(TASK BRIEF)
Repeat each record exactly. Any picture gets left out.

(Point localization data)

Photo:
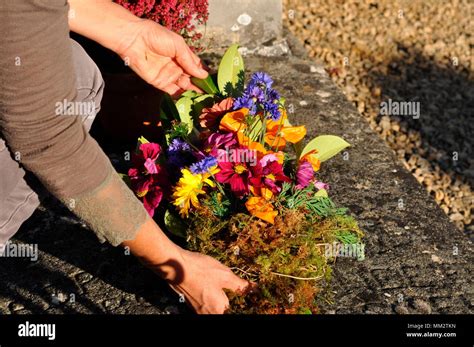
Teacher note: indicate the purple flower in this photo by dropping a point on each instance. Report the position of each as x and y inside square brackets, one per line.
[261, 79]
[219, 141]
[203, 166]
[304, 175]
[179, 153]
[178, 145]
[320, 185]
[273, 110]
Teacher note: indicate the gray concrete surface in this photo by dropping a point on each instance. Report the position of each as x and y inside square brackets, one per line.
[247, 22]
[416, 260]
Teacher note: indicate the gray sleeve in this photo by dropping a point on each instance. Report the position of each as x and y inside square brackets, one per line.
[36, 73]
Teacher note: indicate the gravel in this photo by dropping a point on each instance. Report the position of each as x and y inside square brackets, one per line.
[406, 51]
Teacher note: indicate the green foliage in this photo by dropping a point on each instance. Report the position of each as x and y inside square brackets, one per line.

(WRITTEN SOLUTION)
Photo:
Teacher note: indicate the purple flower in this photo by dropping a point on each instance. Report the position of each as x and y inside square brackets, one per line.
[261, 79]
[219, 141]
[203, 166]
[304, 175]
[179, 153]
[178, 145]
[320, 185]
[273, 110]
Teacher note: indicate the gray concrete surface in this photo by dropping a point on each instance. Report the position of each as x and y inside square brackets, one per line.
[247, 22]
[416, 260]
Teacher note: indicate the gray sleeve in this photo by dropping a point on each instance. Report the position of each as x and y inside square brackets, one per line.
[36, 73]
Teacher note: indicate the gravel in this photo by dropping a point on each instance. Report the position of each as x and y inside square brackets, one per line.
[406, 51]
Teacher note: indicate the green foliage in this photo by dropping a point on each instance. Report the position of each as x and y inside square brackets, one per line.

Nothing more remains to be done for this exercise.